Short problem: Reproduce all of the material exactly as shown.

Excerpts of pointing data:

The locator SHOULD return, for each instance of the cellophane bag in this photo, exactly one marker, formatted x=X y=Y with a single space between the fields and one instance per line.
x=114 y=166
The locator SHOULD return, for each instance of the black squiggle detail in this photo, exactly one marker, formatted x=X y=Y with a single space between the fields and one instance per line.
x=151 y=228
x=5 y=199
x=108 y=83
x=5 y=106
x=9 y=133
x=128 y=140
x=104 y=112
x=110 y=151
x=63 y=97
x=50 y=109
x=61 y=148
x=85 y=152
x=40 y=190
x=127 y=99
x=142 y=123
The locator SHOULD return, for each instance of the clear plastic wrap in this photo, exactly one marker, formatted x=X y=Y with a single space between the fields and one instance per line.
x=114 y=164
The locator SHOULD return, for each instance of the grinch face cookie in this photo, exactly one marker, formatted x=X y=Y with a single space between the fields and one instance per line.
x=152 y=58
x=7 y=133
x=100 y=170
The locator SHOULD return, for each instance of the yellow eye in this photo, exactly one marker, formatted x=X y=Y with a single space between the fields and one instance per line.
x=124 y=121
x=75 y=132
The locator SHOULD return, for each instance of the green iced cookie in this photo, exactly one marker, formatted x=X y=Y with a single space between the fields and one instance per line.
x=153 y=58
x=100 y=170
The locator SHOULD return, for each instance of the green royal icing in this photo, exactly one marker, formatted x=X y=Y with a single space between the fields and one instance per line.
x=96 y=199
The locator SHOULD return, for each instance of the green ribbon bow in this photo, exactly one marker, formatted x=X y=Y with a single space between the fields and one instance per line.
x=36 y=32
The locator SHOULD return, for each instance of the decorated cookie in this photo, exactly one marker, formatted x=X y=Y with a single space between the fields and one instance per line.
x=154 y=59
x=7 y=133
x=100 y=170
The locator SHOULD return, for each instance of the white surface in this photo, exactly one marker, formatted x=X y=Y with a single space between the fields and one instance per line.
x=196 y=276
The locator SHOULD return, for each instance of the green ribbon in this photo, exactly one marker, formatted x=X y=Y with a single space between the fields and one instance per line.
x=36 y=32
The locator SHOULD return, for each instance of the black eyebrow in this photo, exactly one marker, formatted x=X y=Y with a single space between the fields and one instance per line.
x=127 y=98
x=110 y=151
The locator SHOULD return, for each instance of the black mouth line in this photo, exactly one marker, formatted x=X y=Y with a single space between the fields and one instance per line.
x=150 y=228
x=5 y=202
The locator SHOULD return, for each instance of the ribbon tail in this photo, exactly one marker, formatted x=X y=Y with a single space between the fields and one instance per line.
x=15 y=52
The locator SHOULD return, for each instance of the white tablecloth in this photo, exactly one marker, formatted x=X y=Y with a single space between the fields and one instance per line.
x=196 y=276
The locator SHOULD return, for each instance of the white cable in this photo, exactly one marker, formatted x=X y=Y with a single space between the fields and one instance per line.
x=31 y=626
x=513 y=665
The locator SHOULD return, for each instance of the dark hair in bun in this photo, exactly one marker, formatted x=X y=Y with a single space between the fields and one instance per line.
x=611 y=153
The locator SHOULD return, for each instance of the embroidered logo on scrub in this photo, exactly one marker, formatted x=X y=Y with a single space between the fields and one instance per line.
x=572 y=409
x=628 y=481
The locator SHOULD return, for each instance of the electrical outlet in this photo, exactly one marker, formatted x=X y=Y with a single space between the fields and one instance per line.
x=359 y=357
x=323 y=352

Answer to this exercise:
The locator SHOULD return, for each instance of the cellophane bag in this photo, exactly one marker, formatted x=X y=Y with a single space between the fields and one instance per line.
x=114 y=166
The locator SHOULD return, for each instance of the black squiggle detail in this photo, exactly one marker, formatted x=X y=Y with a single space between the fields and one instance per line.
x=151 y=228
x=5 y=199
x=108 y=83
x=5 y=106
x=9 y=133
x=128 y=140
x=104 y=112
x=110 y=151
x=63 y=97
x=50 y=109
x=61 y=148
x=85 y=152
x=40 y=190
x=127 y=99
x=142 y=123
The locator SHOULD return, for each instance of the clear plastic wrap in this photo, exactly one marker, formatted x=X y=Y with a single space between the fields and one instance per line.
x=114 y=164
The locator SHOULD return, for each instance of the grinch face cookie in this photo, exactly one marker, formatted x=X y=Y with a single space between the fields and one instance per line.
x=152 y=58
x=7 y=133
x=100 y=170
The locator SHOULD return, for each instance of the yellow eye in this photo, exactly one marker, formatted x=X y=Y with a single space between the fields and one instance per line.
x=124 y=121
x=75 y=132
The locator SHOULD return, for each instance of the green iced cookie in this photo, exactly one marker, formatted x=X y=Y with a single space between the fields and one instance per line.
x=153 y=58
x=100 y=170
The locator SHOULD return, for each instance of the green royal icing in this photo, exactly one marker, formatted x=X y=Y with a single space between the fields and one instance per line.
x=96 y=199
The locator SHOULD return, for each instance of the green ribbon bow in this photo, exactly one marker, formatted x=X y=Y with a single space between the fields and one instance per line.
x=36 y=32
The locator SHOULD return, for each instance of the decorated cookie in this photo, exactly one marker, formatted x=X y=Y with a single space between the fields and one instance per line.
x=154 y=59
x=7 y=133
x=100 y=170
The locator SHOULD return, for each instance of the white surface in this photo, exactly one marker, formatted x=X y=Y with a single space between the fields and one instance per line.
x=196 y=276
The locator SHOULD return, for each instance of the green ribbon in this photo, exactly one marker, formatted x=X y=Y with a single space between the fields and one instance per line.
x=36 y=32
The locator SHOULD return, for each instance of the black eyebrow in this photo, exactly one marker, formatted x=X y=Y with a single space between the fields and one instance per line.
x=127 y=98
x=110 y=151
The locator SHOULD return, for each instance of the black mouth line in this photo, exactly one marker, formatted x=X y=Y with a single space between the fields and one instance per line.
x=150 y=228
x=5 y=202
The locator SHOULD return, for each instance of the ribbon tail in this photo, exactly one marker, formatted x=X y=Y with a single space between the fields and one instance per line.
x=15 y=52
The locator SHOULD return, for each instance of the white tablecloth in this photo, exactly one marker, formatted x=X y=Y with a single space between the fields and one instance per line.
x=196 y=276
The locator SHOULD return, for each instance of the white cable in this photo, exactly one marker, formatted x=X y=Y with a single space between the fields and one instance per line.
x=31 y=626
x=513 y=665
The locator SHOULD return, for each instance of the dark hair in bun in this photo, exactly one marker, formatted x=X y=Y with a single space between the fields and one instance per line.
x=611 y=153
The locator SHOULD return, for each instance of the embroidered logo on scrub in this photo, exactly one marker, formatted x=X y=Y with a single space between the fields and one instance per line.
x=572 y=409
x=628 y=481
The locator SHOULD return, for each instance of the electrical outlet in this photo, exactly one marker, formatted x=X y=Y with a single space between the fields and one instance per line.
x=359 y=357
x=323 y=352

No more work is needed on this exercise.